# [Exercise requirements]
1 – Print the grep question word for word, everything from "But this only" down to "to do next.".
2 – Go on with the forum post about using grep on a gff file, starting right after its final sentence.

# [Excerpt provided]
○ ○ ○

How can I use grep with pipe to sort uniq lines from a gff file-CodePudding

I am taking a fourth year bioinformatics course. In this current assignment, the prof has given us a gff file with all the miRNA genes in the human genome annotated as gene-MIR. We are supposed to use grep, along with a regular expression and other command-line tools to generate a list of unique miRNA names in the human genome. It seems fairly straight forward and I understand how to do most of it. But I am having trouble sorting the file and removing the repeated lines. We are supposed to do this in one command line, but I am having trouble doing so.

This is the grep command I used to generate a list of gene-MIR names:

grep -Eo "(\gene-MIR)\d*\w*" file.gff

But this only generates a huge list with multiple repeats. So I tried:

grep -Eo "(\gene-MIR)\d*\w*" file.gff > file2 | sort < file2 | uniq -c > file3

But this did not work either. I have tried many variations of the above, but I unsure of what to do next.

○ ○ ○

# [Provided information]
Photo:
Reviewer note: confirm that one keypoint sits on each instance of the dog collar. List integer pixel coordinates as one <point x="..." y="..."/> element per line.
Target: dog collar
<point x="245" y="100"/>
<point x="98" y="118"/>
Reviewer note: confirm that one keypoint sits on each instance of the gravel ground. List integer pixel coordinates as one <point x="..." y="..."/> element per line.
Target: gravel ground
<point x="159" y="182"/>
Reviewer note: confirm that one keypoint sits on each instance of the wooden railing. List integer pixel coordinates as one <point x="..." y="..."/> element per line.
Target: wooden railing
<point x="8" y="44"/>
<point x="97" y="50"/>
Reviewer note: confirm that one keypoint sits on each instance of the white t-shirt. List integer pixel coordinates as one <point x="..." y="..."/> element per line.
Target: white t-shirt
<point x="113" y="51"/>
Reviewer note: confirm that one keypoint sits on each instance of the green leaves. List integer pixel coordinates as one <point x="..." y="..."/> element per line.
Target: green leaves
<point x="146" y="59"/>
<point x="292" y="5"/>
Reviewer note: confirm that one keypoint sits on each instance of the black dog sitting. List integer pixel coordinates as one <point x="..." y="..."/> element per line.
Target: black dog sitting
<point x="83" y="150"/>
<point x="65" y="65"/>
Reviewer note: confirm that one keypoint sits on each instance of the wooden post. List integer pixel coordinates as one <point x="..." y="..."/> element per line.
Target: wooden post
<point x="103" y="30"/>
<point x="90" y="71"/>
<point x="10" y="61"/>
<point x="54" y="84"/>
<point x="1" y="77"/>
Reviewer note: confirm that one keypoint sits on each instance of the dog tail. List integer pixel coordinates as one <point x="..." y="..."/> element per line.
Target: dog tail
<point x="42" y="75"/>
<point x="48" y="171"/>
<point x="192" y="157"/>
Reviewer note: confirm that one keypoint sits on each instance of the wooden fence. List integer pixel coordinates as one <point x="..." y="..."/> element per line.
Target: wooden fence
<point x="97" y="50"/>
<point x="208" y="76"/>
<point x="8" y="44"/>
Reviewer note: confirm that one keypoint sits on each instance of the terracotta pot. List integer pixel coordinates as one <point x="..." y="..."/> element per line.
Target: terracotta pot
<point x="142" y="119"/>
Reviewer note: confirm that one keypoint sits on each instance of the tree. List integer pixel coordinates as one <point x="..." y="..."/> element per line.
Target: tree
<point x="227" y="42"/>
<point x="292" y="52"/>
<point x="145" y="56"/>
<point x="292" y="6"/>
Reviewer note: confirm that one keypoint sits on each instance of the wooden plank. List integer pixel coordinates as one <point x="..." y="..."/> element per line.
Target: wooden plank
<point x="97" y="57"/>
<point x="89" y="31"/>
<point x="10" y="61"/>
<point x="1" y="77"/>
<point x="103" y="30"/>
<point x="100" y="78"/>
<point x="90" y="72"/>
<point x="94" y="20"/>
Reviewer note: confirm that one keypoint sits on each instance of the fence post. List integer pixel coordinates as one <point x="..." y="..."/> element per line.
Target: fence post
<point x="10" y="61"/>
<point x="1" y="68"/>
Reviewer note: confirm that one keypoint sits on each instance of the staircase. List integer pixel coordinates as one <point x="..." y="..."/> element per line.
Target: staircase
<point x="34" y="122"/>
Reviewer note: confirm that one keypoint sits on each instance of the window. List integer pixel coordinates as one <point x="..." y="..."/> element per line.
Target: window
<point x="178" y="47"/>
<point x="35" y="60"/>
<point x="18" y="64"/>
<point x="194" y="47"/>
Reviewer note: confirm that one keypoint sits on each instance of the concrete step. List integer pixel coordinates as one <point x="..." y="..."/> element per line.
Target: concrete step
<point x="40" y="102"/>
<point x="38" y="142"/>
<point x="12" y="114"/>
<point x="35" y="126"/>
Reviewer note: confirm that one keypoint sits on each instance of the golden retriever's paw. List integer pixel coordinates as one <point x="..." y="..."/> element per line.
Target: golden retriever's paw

○ ○ ○

# [Solved tasks]
1 –
But this only generates a huge list with multiple repeats. So I tried:

grep -Eo "(\gene-MIR)\d*\w*" file.gff > file2 | sort < file2 | uniq -c > file3

But this did not work either. I have tried many variations of the above, but I unsure of what to do next.

2 –
Can anyone offer any help/advice?

CodePudding user response：

You can use

grep -o 'gene-MIR[[:alnum:]_]*' file.gff | sort -u > file3

Details:

-o - outputs matched texts only
gene-MIR[[:alnum:]_]* - regex matching gene-MIR and then any zero or more "word" chars, letters, digits or underscores (as \w is not supported universally)
sort -u sorts and keep only unique entries.